▶ Records provided
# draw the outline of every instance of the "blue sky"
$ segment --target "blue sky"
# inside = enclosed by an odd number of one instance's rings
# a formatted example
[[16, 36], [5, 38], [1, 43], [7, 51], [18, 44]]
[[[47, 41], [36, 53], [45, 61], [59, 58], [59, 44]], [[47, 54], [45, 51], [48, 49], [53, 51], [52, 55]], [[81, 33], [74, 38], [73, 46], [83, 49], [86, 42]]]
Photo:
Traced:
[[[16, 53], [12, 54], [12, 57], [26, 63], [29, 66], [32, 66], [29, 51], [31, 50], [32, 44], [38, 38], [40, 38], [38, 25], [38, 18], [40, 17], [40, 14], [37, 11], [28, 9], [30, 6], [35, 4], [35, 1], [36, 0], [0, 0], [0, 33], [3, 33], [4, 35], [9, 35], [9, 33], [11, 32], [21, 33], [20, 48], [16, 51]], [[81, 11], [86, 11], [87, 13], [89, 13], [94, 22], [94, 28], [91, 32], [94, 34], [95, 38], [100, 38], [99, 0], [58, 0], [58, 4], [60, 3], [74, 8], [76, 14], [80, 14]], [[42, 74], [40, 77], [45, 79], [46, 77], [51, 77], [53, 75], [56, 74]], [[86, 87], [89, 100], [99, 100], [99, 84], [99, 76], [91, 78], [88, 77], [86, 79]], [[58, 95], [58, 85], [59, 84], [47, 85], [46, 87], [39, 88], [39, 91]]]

▶ Problem requirements
Quote each line of the data above exactly as written.

▶ Final result
# draw the outline of every instance of the "blue sky"
$ segment --target "blue sky"
# inside = enclosed by an odd number of one instance's rings
# a formatted example
[[16, 36], [5, 38], [1, 43], [7, 51], [18, 44]]
[[[47, 41], [36, 53], [45, 61], [59, 58], [59, 44]], [[47, 54], [45, 51], [48, 49], [53, 51], [52, 55]], [[81, 33], [74, 38], [73, 46], [83, 49], [86, 42]]]
Photo:
Traced:
[[[16, 53], [12, 54], [12, 57], [26, 63], [29, 66], [32, 66], [29, 51], [31, 50], [32, 44], [38, 38], [40, 38], [38, 25], [38, 18], [40, 17], [40, 14], [37, 11], [28, 9], [30, 6], [35, 4], [35, 1], [36, 0], [0, 0], [0, 33], [3, 33], [4, 35], [9, 35], [9, 33], [11, 32], [21, 33], [20, 48], [16, 51]], [[81, 11], [86, 11], [87, 13], [89, 13], [94, 22], [94, 28], [91, 32], [94, 34], [95, 38], [100, 38], [99, 0], [58, 0], [58, 4], [60, 3], [74, 8], [76, 14], [80, 14]], [[42, 74], [40, 77], [45, 79], [46, 77], [51, 77], [53, 75], [56, 74]], [[86, 87], [89, 100], [99, 100], [99, 84], [99, 76], [91, 78], [88, 77], [86, 79]], [[58, 95], [58, 85], [59, 84], [47, 85], [46, 87], [39, 88], [39, 91]]]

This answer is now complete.